**WORK REQUEST 1:** In the essay on disability discrimination, which bus did the writer take to classes at Harvard in the late 1990s?
**WORK REQUEST 2:** Carry on writing the essay on disability discrimination, starting right after its last sentence.

**QUOTED PASSAGE:**
===============

My parents must have sensed what a person — in this case, their daughter — would face, given her nonnormative body. It must have been a mix of hope and fear, of anger and elation.

Now, as a parent myself, I can imagine the mixed emotions my parents, decades younger then than I am now, must have felt watching the standoff between the wheelchair users asserting their rights and demanding respect and dignity, and the official forces brought in that showed how thoroughly that respect was, in fact, denied.

I’ve always known that discrimination against those with nonnormative bodies runs deep. My great-aunt once announced that I was “made wrong” to a room full of people when I was in my late 30s. On another occasion, while I was talking about what the A.D.A., passed just that year, meant to me, a relative said, “When we knew people who couldn’t walk, they just stayed home.” My grandmother once protested being asked to help pay for an elevator at her church: “My legs work,” she said. “Why should I pay for those whose don’t?”

Very few people would express these sentiments publicly, or at a cocktail party, or even at the Thanksgiving dinner table as my grandmother did, but the attitudes behind them still exist. At times, it seems that discrimination against people with disabilities is the final frontier of human rights.

Although people with disabilities are able to ride buses in most cities, the attitudinal barriers still exist, and the logistical ones are often linked to these. In the late 1990s, I used to take the No. 66 bus from Roxbury to Cambridge, from my apartment in Mission Hill to classes at Harvard, an hourlong journey plagued by traffic delays on the best of days, but especially in the frozen tundra of a Boston winter. I took that bus nearly every day for two years, and nine times out of 10 when someone in a wheelchair wanted to board, the lifts were broken or malfunctioning, and it might take the frustrated driver 30 minutes or more to fix the issue, often calling in support staff, while people glared out the window at the person in a wheelchair who waited, shivering on the icy sidewalk. So many times I heard people say, and not under their breath, “damn cripples” or some variation.

===============

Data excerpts
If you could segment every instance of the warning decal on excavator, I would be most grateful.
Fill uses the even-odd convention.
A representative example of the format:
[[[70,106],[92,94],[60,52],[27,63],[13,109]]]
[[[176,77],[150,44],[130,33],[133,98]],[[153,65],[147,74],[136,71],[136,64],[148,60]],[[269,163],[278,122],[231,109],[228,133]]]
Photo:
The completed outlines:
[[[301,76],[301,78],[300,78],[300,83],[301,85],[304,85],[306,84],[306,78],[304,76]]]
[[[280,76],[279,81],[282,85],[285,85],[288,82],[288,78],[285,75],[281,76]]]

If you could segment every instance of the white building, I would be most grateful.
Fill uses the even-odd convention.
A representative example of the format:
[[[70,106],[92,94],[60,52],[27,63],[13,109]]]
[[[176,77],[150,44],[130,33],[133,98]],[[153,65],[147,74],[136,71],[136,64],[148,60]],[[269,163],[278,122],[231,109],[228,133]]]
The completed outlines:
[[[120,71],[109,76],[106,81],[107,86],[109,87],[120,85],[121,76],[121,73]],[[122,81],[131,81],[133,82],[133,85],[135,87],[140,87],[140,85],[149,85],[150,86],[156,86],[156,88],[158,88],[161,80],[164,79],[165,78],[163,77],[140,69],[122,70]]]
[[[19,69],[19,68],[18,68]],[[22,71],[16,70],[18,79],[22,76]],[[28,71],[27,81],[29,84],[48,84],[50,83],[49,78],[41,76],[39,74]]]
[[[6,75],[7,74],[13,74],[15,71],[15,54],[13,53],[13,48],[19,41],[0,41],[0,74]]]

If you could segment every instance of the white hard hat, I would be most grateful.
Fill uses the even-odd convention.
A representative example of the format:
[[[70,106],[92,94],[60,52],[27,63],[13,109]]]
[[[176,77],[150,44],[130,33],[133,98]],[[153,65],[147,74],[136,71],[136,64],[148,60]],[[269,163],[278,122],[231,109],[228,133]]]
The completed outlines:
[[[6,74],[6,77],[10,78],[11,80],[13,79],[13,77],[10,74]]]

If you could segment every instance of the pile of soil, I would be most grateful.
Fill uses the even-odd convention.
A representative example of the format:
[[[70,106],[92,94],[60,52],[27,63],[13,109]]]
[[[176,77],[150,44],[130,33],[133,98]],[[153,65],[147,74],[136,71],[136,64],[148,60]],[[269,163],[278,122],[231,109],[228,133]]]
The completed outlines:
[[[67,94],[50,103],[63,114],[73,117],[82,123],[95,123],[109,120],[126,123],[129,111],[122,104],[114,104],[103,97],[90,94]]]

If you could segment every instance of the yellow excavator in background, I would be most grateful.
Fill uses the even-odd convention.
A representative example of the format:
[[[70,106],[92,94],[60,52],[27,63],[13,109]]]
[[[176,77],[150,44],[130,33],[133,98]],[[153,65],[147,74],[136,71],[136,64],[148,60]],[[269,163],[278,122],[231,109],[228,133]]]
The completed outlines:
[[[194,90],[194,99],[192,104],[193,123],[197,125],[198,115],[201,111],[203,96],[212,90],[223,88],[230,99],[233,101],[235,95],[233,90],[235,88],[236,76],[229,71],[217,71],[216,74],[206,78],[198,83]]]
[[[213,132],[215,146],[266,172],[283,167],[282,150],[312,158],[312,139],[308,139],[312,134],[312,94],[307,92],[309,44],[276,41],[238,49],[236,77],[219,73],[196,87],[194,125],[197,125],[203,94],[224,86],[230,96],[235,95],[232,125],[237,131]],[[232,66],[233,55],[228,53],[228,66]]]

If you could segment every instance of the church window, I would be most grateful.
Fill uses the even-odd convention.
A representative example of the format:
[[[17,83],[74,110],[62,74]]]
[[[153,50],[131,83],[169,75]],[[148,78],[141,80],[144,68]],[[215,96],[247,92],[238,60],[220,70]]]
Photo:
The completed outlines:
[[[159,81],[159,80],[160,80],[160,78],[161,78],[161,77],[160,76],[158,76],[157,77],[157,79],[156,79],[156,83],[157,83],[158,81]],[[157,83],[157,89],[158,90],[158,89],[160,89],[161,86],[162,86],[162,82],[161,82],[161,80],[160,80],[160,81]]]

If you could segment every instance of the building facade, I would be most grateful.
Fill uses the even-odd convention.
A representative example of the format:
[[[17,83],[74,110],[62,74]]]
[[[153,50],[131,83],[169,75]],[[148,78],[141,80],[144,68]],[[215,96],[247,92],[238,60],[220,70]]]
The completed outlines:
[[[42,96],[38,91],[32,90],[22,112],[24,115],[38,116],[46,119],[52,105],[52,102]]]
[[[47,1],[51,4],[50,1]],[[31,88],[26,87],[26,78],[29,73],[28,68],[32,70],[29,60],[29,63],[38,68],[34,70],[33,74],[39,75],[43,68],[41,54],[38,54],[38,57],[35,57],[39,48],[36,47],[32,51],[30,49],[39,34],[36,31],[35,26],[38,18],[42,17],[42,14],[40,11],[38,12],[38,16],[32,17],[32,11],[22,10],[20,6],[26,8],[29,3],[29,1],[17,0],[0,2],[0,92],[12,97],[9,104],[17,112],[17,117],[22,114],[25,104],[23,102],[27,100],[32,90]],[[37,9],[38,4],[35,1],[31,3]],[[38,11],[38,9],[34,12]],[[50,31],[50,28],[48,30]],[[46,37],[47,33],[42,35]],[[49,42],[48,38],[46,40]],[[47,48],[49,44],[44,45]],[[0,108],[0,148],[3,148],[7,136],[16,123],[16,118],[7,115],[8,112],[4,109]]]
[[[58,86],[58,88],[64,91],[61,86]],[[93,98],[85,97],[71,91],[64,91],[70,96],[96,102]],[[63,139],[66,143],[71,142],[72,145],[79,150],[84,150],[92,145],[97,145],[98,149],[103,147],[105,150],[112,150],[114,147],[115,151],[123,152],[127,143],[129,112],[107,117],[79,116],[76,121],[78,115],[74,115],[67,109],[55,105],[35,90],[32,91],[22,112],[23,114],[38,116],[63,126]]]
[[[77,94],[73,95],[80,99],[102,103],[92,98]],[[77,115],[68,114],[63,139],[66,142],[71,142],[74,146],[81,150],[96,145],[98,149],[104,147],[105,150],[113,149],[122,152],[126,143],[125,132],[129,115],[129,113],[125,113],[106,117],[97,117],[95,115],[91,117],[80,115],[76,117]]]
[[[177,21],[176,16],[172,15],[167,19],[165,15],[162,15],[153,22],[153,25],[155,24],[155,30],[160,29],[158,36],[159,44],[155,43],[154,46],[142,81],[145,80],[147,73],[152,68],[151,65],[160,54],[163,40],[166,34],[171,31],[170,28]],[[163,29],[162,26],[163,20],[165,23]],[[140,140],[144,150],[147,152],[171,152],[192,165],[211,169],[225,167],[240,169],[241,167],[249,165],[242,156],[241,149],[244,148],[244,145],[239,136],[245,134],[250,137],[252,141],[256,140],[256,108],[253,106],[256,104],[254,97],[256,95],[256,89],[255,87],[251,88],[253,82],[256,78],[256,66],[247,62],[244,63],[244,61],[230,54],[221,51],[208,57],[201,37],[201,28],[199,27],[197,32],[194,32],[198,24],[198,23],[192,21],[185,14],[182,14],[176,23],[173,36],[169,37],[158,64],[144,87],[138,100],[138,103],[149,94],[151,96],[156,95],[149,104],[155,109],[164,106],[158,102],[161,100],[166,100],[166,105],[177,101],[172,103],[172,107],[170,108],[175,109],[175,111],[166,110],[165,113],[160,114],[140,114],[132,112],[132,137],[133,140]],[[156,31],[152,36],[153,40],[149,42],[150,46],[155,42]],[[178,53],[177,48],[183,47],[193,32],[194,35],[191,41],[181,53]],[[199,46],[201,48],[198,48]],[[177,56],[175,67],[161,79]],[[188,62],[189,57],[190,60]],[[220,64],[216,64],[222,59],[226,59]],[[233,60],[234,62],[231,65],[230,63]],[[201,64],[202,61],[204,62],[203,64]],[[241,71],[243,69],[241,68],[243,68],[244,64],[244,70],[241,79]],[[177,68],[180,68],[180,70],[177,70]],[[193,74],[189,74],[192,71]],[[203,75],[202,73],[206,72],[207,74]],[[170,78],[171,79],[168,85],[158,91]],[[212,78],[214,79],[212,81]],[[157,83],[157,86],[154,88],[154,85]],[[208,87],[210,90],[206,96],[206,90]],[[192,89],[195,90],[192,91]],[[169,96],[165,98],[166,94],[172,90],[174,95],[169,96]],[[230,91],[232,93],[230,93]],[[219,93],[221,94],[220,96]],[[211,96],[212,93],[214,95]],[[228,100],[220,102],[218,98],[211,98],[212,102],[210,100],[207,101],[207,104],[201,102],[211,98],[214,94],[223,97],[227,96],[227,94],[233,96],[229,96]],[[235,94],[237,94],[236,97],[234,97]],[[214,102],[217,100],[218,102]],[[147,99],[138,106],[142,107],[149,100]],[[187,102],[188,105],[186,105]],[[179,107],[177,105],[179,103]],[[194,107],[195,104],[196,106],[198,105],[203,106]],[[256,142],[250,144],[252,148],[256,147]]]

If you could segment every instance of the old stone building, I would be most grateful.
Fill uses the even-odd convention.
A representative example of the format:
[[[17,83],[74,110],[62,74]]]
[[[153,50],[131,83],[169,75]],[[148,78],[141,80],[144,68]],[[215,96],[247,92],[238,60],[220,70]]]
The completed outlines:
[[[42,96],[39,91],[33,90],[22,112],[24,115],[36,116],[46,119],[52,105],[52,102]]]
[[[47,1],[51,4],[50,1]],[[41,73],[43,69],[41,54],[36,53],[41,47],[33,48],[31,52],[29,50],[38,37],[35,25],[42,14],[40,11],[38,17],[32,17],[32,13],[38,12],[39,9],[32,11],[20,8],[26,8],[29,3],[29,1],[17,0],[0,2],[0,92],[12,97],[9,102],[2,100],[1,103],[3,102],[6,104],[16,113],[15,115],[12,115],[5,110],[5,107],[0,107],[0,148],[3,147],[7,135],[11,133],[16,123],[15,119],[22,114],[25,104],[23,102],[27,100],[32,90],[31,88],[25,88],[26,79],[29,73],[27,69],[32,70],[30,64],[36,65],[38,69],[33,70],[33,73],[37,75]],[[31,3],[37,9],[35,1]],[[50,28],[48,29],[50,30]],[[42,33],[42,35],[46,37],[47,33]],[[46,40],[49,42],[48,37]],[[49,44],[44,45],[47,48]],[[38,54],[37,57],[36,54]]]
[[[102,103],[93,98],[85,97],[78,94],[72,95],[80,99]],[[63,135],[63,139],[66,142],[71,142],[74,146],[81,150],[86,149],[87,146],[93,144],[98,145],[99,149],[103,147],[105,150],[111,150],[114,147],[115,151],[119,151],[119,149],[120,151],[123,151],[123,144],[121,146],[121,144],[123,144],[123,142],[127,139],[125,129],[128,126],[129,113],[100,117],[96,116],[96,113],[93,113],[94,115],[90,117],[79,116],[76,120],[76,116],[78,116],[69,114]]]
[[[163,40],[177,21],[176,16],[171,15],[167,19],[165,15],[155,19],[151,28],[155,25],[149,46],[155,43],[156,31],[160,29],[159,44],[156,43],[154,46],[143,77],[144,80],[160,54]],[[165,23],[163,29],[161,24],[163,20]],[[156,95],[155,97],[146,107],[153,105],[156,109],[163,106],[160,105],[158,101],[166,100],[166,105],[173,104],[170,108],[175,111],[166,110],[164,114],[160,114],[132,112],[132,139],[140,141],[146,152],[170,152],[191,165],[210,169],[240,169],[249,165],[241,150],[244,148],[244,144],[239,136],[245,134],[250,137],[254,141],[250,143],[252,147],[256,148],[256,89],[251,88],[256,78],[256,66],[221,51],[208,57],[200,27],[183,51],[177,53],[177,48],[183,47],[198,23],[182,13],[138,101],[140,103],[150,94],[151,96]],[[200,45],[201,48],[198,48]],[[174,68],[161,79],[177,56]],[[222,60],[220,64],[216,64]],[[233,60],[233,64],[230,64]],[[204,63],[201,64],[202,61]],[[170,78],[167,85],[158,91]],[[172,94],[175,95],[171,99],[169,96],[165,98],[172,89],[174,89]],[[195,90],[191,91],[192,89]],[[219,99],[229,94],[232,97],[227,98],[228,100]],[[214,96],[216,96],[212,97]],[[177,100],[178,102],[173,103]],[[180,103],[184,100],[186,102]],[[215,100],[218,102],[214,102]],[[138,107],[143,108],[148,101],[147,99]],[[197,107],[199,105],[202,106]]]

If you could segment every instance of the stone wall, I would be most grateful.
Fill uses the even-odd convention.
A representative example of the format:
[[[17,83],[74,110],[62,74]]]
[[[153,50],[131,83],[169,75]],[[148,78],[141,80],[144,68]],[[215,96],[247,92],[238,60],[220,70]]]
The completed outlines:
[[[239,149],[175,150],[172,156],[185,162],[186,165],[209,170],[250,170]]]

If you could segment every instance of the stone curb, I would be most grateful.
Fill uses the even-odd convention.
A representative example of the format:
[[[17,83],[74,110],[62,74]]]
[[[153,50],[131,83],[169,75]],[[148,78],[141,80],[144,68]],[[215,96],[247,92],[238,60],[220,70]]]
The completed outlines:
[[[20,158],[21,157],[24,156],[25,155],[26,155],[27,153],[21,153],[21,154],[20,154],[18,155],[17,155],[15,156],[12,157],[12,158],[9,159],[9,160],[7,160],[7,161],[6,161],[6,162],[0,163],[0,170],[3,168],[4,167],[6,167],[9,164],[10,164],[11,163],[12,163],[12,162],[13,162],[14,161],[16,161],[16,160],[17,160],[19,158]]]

===============

**TASK OUTPUT 1:** The No. 66 bus from Roxbury to Cambridge.

**TASK OUTPUT 2:**
It pains me that I never spoke up, never said a word to the mutterers, that I exercised my privilege as a non-wheelchair user to “pass” (despite holding a disability card that allowed me to ride the bus for only 10 cents a journey.

Ten years later, after I’d stopped hiding my identity as a person with a disability and “joined the struggle,” I was crossing the street with a friend using her wheelchair, when two people passed us and said, “What is it, like a convention for freaks?” The looked right at us as they spoke — looking through us, it seemed — as if we wouldn’t understand what they were saying.

What is more likely is that they simply didn’t care what we thought, or how we felt. It was O.K. to express disdain and disrespect for us, with these bodies so long maligned by our culture. It was “just what people say.” But what people say matters. It is another form of accessibility, another way of being inside, or outside, the narrative of our culture. Every time we hear the words “lame” or “cripple” or “freak” it is clear we are still living outside the perimeters of that culture.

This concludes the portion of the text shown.